=== Compiti dell'esercizio ===
[1] Secondo l'articolo sul referendum, quanti consigli regionali hanno richiesto il referendum?
[2] Spiega in una o due frasi perché, secondo l'articolo sul referendum, lo strumento abrogativo è inadatto alle questioni complesse.
[3] Riassumi l'articolo sul referendum in due frasi.

=== Brano scelto ===
__________
Referendum sulla giustizia, perché votare No turandosi il naso

di Antonio Caputo - huffingtonpost.it - 09/06/2022
Quesiti inconcludenti, dalla separazione delle funzioni fra pm e giudici alla raccolta delle firme per la presentazione di candidature al Csm, inefficace a combattere il palamarismo alla incandidabilità dei condannati

Richiesto da 9 consigli regionali con una certa maggioranza politica e con inevitabile finalità partitica. Le firme non sono state depositate. Tocca il solo processo penale mentre a fronte di 6 milioni di processi civili, amministrativi e tributari di lunga anche antieconomica durata per cui i quesiti hanno effetto zero.

Inadeguatezza dello strumento abrogativo per questioni complesse, l’operazione del ‘togliere’ non permette di ottenere un quadro coerente snaturandone la funzione. Perplessità sui promotori in Parlamento che hanno tralasciato interventi sull’architettura costituzionale, assetto del C.S.M. e sistema di autogoverno della magistratura e su forze politiche con ministri nel governo, status che richiederebbe proposte di riforme sistematiche e sostegno dell’iter parlamentare e non complicati taglia/incolla.

Il Parlamento dovrà intervenire anche se vince il Sì. Sì, come sprone per le riforme dicono i promotori, “meglio un sì ignorante dell’inerzia sapiente del Parlamento” titola Il Dubbio con nochalance ma se i quesiti fossero approvati sempre in Parlamento si dovrebbe andare.

La riforma Cartabia tratta le stesse materie, modalità di elezione dei membri togati del Csm, valutazione dei magistrati, separazione delle funzioni con   l’incognita della inefficacia del voto e relativo contenzioso e intervento di Corte Costituzionale e/o Parlamento derivante da testi in conflitto. Spicca per  impudenza partitica della tabula rasa il quesito mirante a rimuovere la legge anticorruzione Severino su incandidabilità e divieto di ricoprire cariche elettive e di governo conseguenti a sentenze definitive di condanna per gravi delitti non colposi con decadenza automatica per parlamentari, rappresentanti di governo e per consiglieri regionali, sindaci e amministratori locali, in caso di condanna anche non definitiva per gravi delitti non colposi.
__________
=== Righe fornite ===
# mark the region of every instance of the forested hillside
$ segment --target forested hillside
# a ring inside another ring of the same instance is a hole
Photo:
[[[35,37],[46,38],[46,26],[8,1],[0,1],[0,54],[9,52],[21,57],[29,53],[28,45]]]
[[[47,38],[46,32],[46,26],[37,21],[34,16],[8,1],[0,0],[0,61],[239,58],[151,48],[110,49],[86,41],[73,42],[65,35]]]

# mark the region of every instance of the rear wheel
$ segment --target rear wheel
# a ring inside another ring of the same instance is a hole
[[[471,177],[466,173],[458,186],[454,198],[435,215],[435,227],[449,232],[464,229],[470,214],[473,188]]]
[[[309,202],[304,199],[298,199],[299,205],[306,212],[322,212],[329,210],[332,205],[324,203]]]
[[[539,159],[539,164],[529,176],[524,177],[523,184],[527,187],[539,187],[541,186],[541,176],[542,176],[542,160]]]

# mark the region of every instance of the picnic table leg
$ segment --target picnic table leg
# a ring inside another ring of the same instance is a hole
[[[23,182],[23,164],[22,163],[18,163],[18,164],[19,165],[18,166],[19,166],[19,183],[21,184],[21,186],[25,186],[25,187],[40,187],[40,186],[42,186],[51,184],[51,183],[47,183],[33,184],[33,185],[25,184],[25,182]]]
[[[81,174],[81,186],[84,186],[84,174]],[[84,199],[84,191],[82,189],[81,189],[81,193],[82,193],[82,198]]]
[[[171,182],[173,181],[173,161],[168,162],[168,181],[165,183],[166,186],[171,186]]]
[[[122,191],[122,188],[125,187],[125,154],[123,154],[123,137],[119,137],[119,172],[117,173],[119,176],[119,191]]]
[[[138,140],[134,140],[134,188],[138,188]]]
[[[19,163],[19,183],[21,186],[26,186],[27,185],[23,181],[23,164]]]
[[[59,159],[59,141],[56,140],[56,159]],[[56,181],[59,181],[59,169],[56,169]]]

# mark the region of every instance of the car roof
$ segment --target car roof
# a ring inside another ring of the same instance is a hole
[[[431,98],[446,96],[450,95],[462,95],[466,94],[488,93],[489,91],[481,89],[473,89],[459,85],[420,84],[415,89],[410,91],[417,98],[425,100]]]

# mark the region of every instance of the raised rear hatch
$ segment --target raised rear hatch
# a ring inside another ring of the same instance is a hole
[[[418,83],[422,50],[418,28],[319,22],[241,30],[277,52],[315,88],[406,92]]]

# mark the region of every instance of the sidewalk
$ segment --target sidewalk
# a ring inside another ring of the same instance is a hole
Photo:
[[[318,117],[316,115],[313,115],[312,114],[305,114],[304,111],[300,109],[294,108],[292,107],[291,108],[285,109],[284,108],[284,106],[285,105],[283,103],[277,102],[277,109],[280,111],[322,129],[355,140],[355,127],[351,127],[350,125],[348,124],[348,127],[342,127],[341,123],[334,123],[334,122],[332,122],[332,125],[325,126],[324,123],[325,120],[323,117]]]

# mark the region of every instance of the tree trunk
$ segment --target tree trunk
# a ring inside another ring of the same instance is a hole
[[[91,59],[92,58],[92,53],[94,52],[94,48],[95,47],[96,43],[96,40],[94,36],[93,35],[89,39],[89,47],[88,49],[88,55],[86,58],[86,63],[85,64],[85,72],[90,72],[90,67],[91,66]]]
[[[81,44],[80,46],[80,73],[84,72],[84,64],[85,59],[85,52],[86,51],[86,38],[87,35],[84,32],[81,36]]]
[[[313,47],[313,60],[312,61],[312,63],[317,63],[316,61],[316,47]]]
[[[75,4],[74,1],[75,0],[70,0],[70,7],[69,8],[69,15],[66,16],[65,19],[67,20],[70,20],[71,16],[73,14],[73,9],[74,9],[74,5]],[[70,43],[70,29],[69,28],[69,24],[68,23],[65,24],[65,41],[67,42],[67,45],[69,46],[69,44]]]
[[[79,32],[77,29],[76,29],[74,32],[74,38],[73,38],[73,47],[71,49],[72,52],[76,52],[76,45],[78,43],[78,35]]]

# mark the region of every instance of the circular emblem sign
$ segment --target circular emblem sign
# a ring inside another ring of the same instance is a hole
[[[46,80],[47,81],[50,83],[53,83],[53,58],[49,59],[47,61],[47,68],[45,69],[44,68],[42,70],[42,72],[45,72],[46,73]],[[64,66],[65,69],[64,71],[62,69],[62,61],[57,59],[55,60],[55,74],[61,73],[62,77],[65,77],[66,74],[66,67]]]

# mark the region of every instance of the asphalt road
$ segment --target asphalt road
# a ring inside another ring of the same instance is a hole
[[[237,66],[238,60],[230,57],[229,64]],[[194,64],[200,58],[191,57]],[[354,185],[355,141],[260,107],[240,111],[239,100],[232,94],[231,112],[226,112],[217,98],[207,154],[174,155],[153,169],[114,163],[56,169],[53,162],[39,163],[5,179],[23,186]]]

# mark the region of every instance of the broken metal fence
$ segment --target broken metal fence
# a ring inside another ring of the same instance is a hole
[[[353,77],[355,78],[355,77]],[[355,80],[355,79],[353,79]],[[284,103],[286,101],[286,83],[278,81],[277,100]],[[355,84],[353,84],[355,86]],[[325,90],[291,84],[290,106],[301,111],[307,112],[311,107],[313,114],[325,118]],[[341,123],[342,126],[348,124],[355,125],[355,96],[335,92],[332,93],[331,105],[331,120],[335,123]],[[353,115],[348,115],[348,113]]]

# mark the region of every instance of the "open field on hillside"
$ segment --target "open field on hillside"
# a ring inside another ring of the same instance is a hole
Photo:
__________
=== Risposte attese ===
[1] Nove consigli regionali.

[2] L'operazione del "togliere" non permette di ottenere un quadro coerente e finisce per snaturare la funzione dello strumento.

[3] L'articolo invita a votare No, giudicando i quesiti inconcludenti, limitati al solo processo penale e affidati a uno strumento abrogativo che, togliendo norme, non dà un quadro coerente. Aggiunge che il Parlamento dovrà intervenire anche se vince il Sì, che la riforma Cartabia tratta le stesse materie e che spicca il quesito per rimuovere la legge Severino sull'incandidabilità dei condannati.